> _REQUIRED WORK_:
Can you put all the lines below into a numbered list, skipping any blank lines and leaving the pictures out?

> _AVAILABLE RECORDS_:
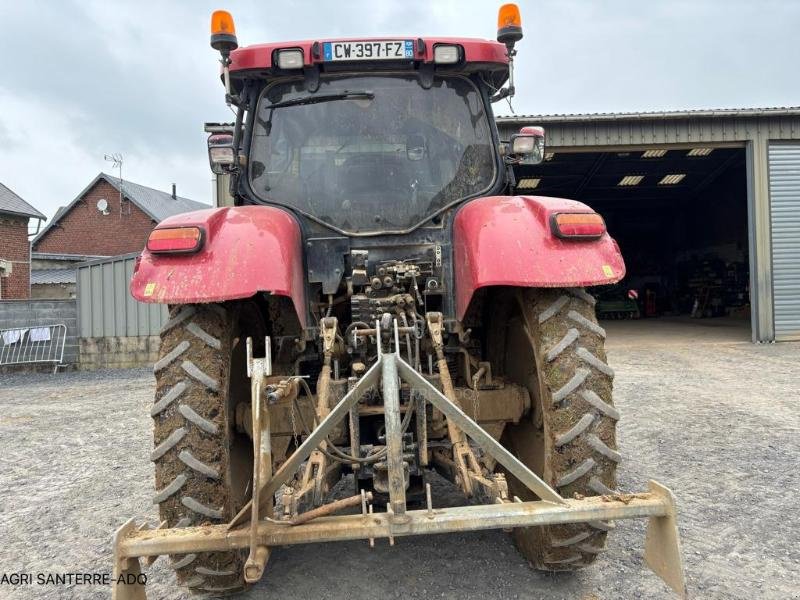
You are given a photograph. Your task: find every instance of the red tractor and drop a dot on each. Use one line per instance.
(377, 304)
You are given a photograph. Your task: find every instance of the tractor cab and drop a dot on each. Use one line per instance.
(371, 136)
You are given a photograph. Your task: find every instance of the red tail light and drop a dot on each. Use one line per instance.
(578, 225)
(175, 239)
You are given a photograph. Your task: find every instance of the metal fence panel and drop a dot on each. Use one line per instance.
(34, 344)
(105, 306)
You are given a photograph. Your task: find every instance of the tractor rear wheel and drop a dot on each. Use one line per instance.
(202, 466)
(554, 346)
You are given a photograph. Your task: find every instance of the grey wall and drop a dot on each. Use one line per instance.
(27, 313)
(105, 305)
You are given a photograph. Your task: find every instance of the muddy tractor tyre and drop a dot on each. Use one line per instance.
(555, 347)
(202, 466)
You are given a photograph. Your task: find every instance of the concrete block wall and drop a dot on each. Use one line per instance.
(118, 352)
(28, 313)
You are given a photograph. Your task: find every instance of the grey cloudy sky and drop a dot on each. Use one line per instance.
(81, 79)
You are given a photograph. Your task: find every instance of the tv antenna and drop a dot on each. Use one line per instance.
(116, 158)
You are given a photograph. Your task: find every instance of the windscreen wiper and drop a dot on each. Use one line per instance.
(317, 99)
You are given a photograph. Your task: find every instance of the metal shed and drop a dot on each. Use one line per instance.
(768, 144)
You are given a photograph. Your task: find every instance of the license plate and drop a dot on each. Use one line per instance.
(373, 50)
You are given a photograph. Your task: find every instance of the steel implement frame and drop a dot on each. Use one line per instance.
(662, 552)
(662, 548)
(289, 468)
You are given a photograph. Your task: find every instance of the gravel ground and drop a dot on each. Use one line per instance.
(718, 423)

> _OUTPUT BELOW_:
1. You are given a photograph. Your task: find every instance of the red tractor and drop a dot on each. Use one line per instance.
2. (377, 304)
3. You are given a photograph. Your task: find every instance of the tractor cab and drop a dot on each. Use one line per instance.
4. (371, 136)
5. You are given a photograph. Your task: find every instance of the red tail light and drop a dot on each. Use one line per instance.
6. (578, 225)
7. (175, 239)
8. You are given a photograph. Your task: find every instance of the metal fence panel and drop a dot on each. Use one line per instance.
9. (34, 344)
10. (105, 306)
11. You are given a photograph. Your task: find every instance of the tractor rear wheel and drop a dot on each. Use one line per instance.
12. (202, 466)
13. (554, 346)
14. You are given a photograph. Your task: find every instance of the grey wall and drop a dot on each. Use one line per instance.
15. (27, 313)
16. (105, 305)
17. You are given a photograph. Your task: find every instance of the muddy tractor tyre and drop a dot on each. Use one line per instance.
18. (555, 347)
19. (202, 466)
20. You are given a photograph. Your task: find every instance of the concrete block wall and drop a dot on each. Use one line per instance.
21. (118, 352)
22. (28, 313)
23. You are given a photograph. Your task: find every instance of the grey cloudy sky and drop a dot on each. Use one line per instance.
24. (81, 79)
25. You are given a photograph. Your task: find every instance of the tv antenna and drop a dot on each. Use one line per instance.
26. (116, 158)
27. You are given a photograph. Your task: find every instance of the windscreen wiper and drop a dot on each. Use one line per instance.
28. (317, 99)
29. You are given a photograph. Your task: find every instance of the metal shed and drop a dot on each. Use one line per instance.
30. (768, 144)
31. You are given a photograph. Your task: find every instance of the license plate and drop a dot on each. Use one line per instance.
32. (373, 50)
33. You are given a photograph. Your task: find every instance of the steel implement frame and drop a dot on each. Use one line per instance.
34. (662, 552)
35. (662, 548)
36. (289, 468)
37. You are given a photograph. Your task: find every instance of the gravel ground and drop a dot on each. Use one line per instance.
38. (718, 423)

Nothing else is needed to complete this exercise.